ACTIVITIES -
1. In the Starbucks forum thread, why might the Starbucks counters inside other stores do things a bit differently? Answer in one to three sentences.
2. Transcribe the part of the Starbucks forum thread starting at "## Mamma Mia" and ending at "it's superior quality.".
Segment Start: PAGE EXTRACT
Originally Posted by *CathToria*
It was the "coffee of the day" at my Starbucks in my Target. I was suprised to see it offered!


Just a note but the stores that are within stores are not normally run by "Starbucks" they are purchased franchises. How they do things may be a bit different.

Barnes and Noble Starbucks and those within grocery stores are all independently owned. I have no idea who would pay any legal fees to make it happen.


----------



## Mamma Mia (Aug 3, 2005)

Also, I wanted to touch on the jobs and benefits thing. Starbuck's wages are not high enough for anyone to support themselves or a family on. It is a crappy, low wage paying job and most people who work for them are either covered under someone else or qualify for medical. As far as their benefits package goes, I'm doubtful of it's superior quality.

The truth is that Starbucks tries to tout that it offers benefits and pays higher than minimum wage. They act like they are offering careers to people. I know more mom and pop shops that pay (by far) higher wages than I know people getting paid more than $1.50 over minimum wage at Starbucks. It's a similar phenomenon to Walmart. They promote how they bring jobs and offer opportunities for advancement, but they are screwing over their employees and busting unions. (Walmart, moreso in the unions department.
Segment End: PAGE EXTRACT
Segment Start: LISTED ENTRIES
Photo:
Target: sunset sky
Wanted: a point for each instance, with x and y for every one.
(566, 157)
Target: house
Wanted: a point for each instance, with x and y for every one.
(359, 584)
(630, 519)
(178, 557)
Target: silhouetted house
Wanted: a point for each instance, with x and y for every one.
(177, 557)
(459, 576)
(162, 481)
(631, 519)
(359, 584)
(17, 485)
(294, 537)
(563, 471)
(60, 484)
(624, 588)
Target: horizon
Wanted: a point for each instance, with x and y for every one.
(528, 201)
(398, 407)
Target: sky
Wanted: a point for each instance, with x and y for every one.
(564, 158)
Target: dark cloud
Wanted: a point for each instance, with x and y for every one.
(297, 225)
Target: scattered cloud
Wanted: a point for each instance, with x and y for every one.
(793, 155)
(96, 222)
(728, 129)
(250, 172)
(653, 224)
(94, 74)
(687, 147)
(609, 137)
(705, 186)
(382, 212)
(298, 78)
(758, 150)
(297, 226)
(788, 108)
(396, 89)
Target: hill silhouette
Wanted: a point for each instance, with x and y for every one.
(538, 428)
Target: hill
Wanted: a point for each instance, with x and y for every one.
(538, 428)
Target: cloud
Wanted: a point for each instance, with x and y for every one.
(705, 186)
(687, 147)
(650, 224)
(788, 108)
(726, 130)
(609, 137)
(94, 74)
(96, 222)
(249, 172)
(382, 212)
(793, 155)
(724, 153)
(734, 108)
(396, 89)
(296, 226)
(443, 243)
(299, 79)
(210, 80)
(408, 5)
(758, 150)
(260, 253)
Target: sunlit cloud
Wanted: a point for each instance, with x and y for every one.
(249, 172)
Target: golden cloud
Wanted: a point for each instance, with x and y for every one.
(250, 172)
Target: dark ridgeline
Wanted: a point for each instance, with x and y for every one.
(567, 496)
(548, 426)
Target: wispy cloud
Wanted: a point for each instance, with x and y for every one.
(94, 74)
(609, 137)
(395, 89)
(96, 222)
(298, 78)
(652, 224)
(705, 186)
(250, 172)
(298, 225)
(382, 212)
Segment End: LISTED ENTRIES
Segment Start: LISTED ENTRIES
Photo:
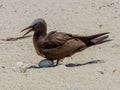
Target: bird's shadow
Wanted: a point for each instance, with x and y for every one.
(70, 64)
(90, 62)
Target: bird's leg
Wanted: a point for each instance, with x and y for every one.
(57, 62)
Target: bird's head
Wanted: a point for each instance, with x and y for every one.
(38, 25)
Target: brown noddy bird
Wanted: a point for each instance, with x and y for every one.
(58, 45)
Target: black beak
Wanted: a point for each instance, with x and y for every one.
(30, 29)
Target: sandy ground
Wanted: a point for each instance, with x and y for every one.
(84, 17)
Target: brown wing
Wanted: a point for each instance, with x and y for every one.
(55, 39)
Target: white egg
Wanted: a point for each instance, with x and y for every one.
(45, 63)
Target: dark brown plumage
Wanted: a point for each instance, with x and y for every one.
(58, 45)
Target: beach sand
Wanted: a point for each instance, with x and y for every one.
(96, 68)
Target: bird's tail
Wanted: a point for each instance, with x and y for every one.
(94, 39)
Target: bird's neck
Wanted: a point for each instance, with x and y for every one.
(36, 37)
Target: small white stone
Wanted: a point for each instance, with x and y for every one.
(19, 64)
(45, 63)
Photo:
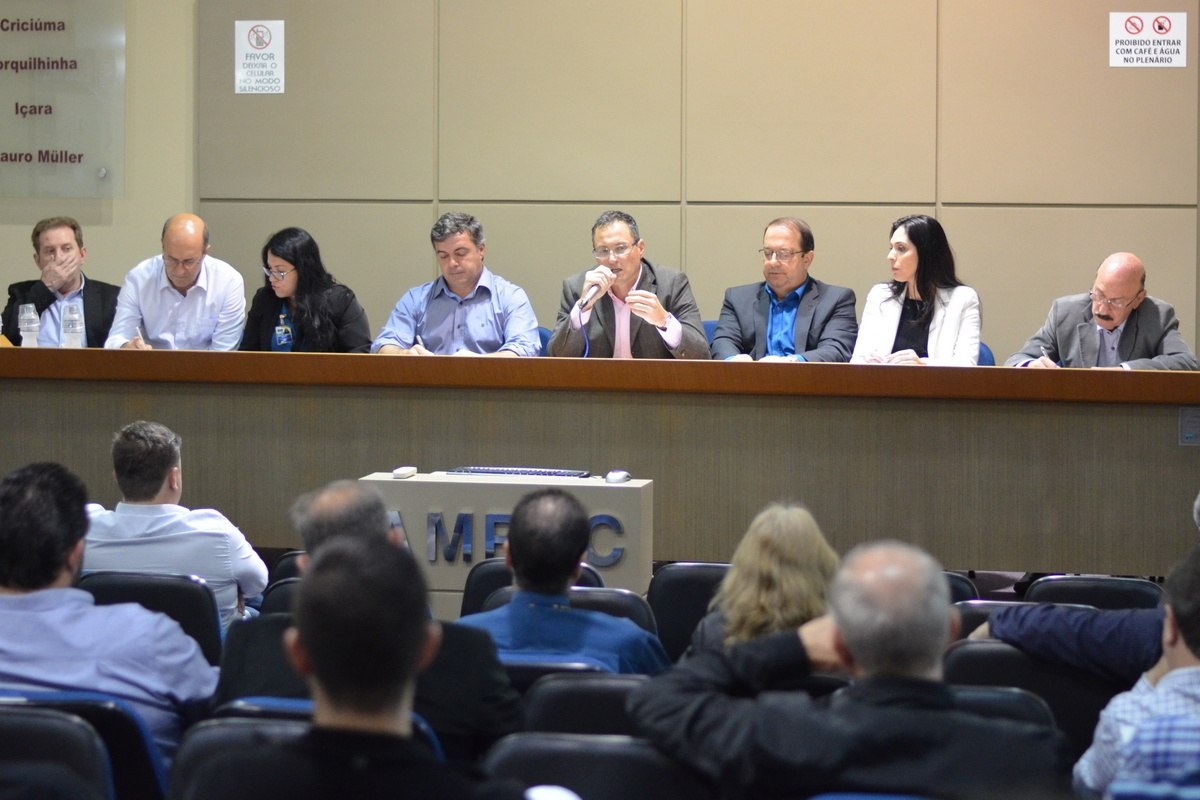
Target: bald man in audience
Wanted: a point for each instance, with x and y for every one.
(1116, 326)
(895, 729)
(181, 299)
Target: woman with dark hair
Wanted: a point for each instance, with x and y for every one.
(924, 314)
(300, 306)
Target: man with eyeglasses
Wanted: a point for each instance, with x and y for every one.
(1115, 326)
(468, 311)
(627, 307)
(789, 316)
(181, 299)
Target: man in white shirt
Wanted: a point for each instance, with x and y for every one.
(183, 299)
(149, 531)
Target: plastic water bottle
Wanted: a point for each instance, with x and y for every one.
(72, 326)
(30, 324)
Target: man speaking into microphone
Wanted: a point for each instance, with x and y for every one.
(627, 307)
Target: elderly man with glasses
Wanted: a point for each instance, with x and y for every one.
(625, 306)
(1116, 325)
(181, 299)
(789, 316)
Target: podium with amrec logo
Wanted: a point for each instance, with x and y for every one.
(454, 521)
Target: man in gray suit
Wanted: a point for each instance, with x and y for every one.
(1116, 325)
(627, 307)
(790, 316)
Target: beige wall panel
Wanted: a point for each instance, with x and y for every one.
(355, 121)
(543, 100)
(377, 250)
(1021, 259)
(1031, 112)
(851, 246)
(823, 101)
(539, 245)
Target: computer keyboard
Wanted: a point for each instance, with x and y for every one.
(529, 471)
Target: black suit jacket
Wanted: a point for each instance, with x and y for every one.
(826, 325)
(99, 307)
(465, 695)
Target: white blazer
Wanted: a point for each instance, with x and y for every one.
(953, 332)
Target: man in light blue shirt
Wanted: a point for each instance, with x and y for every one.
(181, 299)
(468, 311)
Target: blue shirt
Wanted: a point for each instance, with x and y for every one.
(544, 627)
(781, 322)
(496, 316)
Segment End: LISTED ENTRIES
Segment Start: LISTED ENTRIES
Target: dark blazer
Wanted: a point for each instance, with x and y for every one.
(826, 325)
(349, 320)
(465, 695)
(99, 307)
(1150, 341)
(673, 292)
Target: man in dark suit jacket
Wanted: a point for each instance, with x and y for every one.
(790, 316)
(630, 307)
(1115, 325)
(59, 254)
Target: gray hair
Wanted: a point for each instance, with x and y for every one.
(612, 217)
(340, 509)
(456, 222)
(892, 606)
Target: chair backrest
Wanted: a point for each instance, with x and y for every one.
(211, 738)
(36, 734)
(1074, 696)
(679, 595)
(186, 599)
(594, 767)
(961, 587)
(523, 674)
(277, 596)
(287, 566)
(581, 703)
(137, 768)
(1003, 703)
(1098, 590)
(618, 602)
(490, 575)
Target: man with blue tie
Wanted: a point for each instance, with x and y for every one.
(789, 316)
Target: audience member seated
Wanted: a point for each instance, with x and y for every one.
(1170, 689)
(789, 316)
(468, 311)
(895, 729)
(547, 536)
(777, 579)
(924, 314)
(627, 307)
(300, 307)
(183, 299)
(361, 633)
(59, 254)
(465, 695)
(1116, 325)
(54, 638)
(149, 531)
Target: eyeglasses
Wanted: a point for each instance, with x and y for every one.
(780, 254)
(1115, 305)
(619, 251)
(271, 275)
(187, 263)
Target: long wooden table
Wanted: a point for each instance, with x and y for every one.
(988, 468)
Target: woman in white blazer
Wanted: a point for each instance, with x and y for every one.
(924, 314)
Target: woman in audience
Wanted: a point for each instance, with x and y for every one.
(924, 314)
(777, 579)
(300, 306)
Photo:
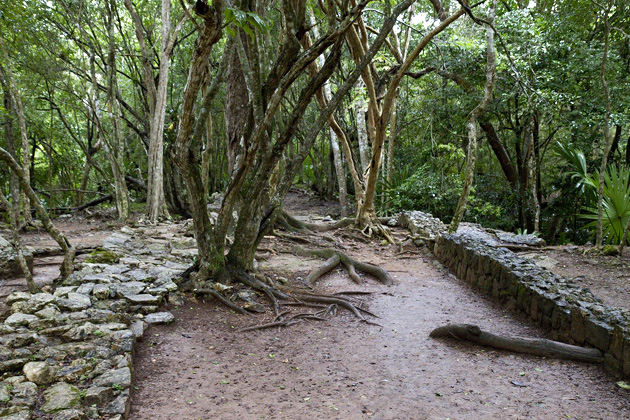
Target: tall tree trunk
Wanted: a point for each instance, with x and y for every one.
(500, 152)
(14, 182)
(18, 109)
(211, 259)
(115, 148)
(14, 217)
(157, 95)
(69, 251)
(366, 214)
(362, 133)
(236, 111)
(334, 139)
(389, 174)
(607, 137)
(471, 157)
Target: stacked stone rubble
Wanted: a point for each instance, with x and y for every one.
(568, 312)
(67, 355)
Segment End: LISTED ENTRIES
RESULTS FOR THE EXERCISE -
1. Those Starbucks counters inside other stores are not normally run by Starbucks itself. They are franchises that someone bought, so the way they do things may differ.

2.
## Mamma Mia (Aug 3, 2005)

Also, I wanted to touch on the jobs and benefits thing. Starbuck's wages are not high enough for anyone to support themselves or a family on. It is a crappy, low wage paying job and most people who work for them are either covered under someone else or qualify for medical. As far as their benefits package goes, I'm doubtful of it's superior quality.